### WHAT TO PRODUCE:
Reproduce all entries below, substituting "upper-left corner" for every occurrence of "top-left corner" and leaving everything else unchanged. Omit the pictures from the output.

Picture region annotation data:
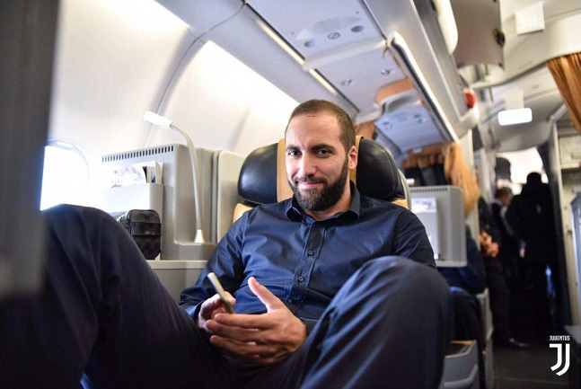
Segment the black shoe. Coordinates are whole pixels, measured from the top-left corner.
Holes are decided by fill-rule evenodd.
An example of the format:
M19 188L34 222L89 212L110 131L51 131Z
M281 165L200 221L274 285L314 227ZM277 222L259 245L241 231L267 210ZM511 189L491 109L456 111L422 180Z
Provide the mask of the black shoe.
M506 347L506 348L521 349L529 349L531 347L527 343L523 343L522 341L518 341L515 340L515 338L508 338L506 340L496 341L494 345L497 347Z

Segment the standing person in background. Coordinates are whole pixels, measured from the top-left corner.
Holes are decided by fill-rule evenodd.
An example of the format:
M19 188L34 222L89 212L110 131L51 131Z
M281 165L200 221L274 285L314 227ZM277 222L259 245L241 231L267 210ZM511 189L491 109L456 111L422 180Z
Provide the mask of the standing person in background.
M494 324L493 341L497 347L528 349L529 345L515 340L510 328L510 290L505 280L498 258L500 231L494 222L490 209L480 198L478 201L480 224L480 252L486 267L487 284L490 294L490 310Z
M526 177L521 194L515 196L506 210L506 221L524 241L525 307L528 312L530 335L546 339L553 331L549 298L547 266L550 268L555 286L555 305L559 306L559 287L557 262L555 215L549 185L541 181L541 174L533 172ZM554 317L559 318L555 314Z
M477 295L486 289L486 270L482 256L470 228L466 226L466 266L437 268L450 286L453 302L453 340L476 340L480 389L486 389L486 334L482 328L480 304Z
M513 333L517 333L524 328L522 321L525 316L525 312L523 310L524 284L520 261L522 243L506 219L506 209L513 199L513 190L508 187L502 187L497 190L494 197L495 199L490 204L490 210L492 218L500 233L498 258L505 274L505 281L510 289L511 329Z

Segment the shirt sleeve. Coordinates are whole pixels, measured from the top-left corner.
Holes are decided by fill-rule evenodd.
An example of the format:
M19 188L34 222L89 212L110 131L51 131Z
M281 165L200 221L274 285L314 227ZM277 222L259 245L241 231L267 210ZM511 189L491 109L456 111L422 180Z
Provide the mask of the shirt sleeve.
M233 296L240 287L244 278L241 252L244 226L248 220L246 214L233 224L220 240L196 285L181 292L180 305L192 318L196 319L201 303L216 294L212 283L207 279L208 273L216 273L224 289Z

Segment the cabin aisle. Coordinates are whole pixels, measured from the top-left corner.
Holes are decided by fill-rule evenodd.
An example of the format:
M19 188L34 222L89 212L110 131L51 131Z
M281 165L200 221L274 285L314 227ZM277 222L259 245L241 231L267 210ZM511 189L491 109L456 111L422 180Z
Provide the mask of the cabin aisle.
M494 349L495 389L568 388L568 373L559 376L550 370L557 361L555 349L548 341L530 344L529 349Z

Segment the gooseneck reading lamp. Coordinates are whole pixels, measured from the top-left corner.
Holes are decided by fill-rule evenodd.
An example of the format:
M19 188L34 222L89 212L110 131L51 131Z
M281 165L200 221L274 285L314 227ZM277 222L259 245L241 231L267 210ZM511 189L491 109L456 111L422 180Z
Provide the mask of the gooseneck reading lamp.
M199 170L198 168L198 157L196 156L196 149L194 148L194 142L192 142L189 135L181 128L180 128L175 123L172 122L169 119L154 113L150 111L146 111L144 114L144 119L153 123L156 126L163 127L164 128L172 128L175 131L181 133L181 135L186 138L188 142L188 149L189 150L189 161L191 163L191 172L194 179L194 201L196 202L196 237L194 239L195 243L204 243L204 230L202 229L202 211L201 211L201 200L202 197L199 193Z

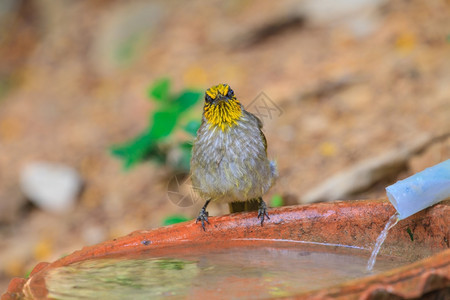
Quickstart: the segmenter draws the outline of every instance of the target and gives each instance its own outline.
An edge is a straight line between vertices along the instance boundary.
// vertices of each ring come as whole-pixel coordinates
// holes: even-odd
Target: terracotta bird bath
[[[345,201],[270,209],[263,227],[250,212],[136,231],[38,264],[1,299],[445,299],[448,201],[400,221],[365,269],[394,212]]]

### WRITTEN SOLUTION:
Segment the black shoe. Coordinates are whole pixels, measured from the upper-left corner.
Holes are decided by fill-rule evenodd.
An example of the format:
M19 188L34 222L89 212L110 131L51 131Z
M281 165L200 221L274 285L314 227ZM277 222L259 245L241 231L267 210ZM511 189L491 109L456 111L422 180Z
Provide the mask of the black shoe.
M506 347L506 348L521 349L529 349L531 347L527 343L523 343L522 341L518 341L515 340L515 338L508 338L506 340L496 341L494 345L497 347Z

Segment the standing person in background. Coordinates are whole pixels, measured from the upper-left corner.
Holes are decided by fill-rule evenodd.
An example of the format:
M19 188L34 222L89 212L110 131L51 131Z
M281 165L200 221L274 285L314 227ZM277 222L259 245L241 231L267 210ZM511 189L491 109L456 111L422 180Z
Provide the mask of the standing person in background.
M494 324L493 341L497 347L528 349L529 345L515 340L510 328L510 290L505 280L498 258L500 231L494 222L490 209L480 198L478 201L480 224L480 252L486 267L487 284L490 294L490 310Z
M526 177L521 194L515 196L506 210L506 221L524 241L525 307L528 312L530 335L546 339L553 331L549 298L547 266L550 268L555 286L555 305L559 306L559 287L557 262L555 215L549 185L541 181L541 174L533 172ZM554 317L559 318L555 314Z
M477 295L486 289L486 270L482 256L470 228L466 226L466 266L437 268L450 286L453 302L453 340L476 340L480 389L486 389L486 334L482 328L480 304Z
M513 333L517 333L524 328L522 321L525 316L525 312L523 310L524 284L520 261L522 243L506 219L506 209L513 199L513 190L508 187L502 187L497 190L494 197L495 199L490 204L490 210L492 218L500 233L498 258L505 274L505 281L510 289L511 329Z

Segment the shirt sleeve. Coordinates are whole pixels, measured from the upper-left corner.
Holes are decided by fill-rule evenodd.
An example of the format:
M19 188L34 222L89 212L110 131L51 131Z
M281 165L200 221L274 285L314 227ZM277 222L259 245L241 231L267 210ZM511 189L491 109L456 111L422 180Z
Provide the mask of the shirt sleeve.
M233 296L240 287L244 278L241 252L244 226L248 220L246 214L233 224L220 240L196 285L181 292L180 305L192 318L196 319L201 303L216 294L212 283L207 279L208 273L216 273L224 289Z

Segment the cabin aisle. Coordinates are whole pixels, measured from the upper-left corner.
Holes are decided by fill-rule evenodd.
An example of the format:
M19 188L34 222L89 212L110 131L51 131Z
M281 165L200 221L274 285L314 227ZM277 222L259 245L241 231L267 210ZM511 189L491 109L456 111L422 180Z
Provide the mask of the cabin aisle.
M494 349L495 389L568 388L568 373L559 376L550 370L557 361L555 349L548 341L530 344L529 349Z

Segment the gooseneck reading lamp. Coordinates are whole pixels, measured from the upper-left corner.
Holes are decided by fill-rule evenodd.
An example of the format:
M19 188L34 222L89 212L110 131L51 131Z
M281 165L200 221L274 285L314 227ZM277 222L259 245L241 231L267 210ZM511 189L491 109L456 111L422 180Z
Provide the mask of the gooseneck reading lamp.
M199 170L198 168L198 157L196 156L196 149L194 148L194 142L192 142L189 135L181 128L180 128L175 123L172 122L169 119L154 113L150 111L146 111L144 114L144 119L153 123L156 126L163 127L164 128L172 128L175 131L181 133L181 135L186 138L188 142L188 149L189 150L189 161L191 163L191 172L194 179L194 201L196 202L196 237L194 239L195 243L204 243L204 230L202 229L202 211L201 211L201 200L202 197L199 193Z

Quickstart: the segmenter draws the outline of every instance of the target and gives each instance its own outline.
An edge is a straight line between vertices along the instance boundary.
// vertices of each ring come as whole-pixel coordinates
// holes: even-odd
Target: terracotta bird bath
[[[345,201],[270,209],[263,227],[250,212],[136,231],[38,264],[1,299],[445,299],[448,201],[400,221],[365,269],[394,212]]]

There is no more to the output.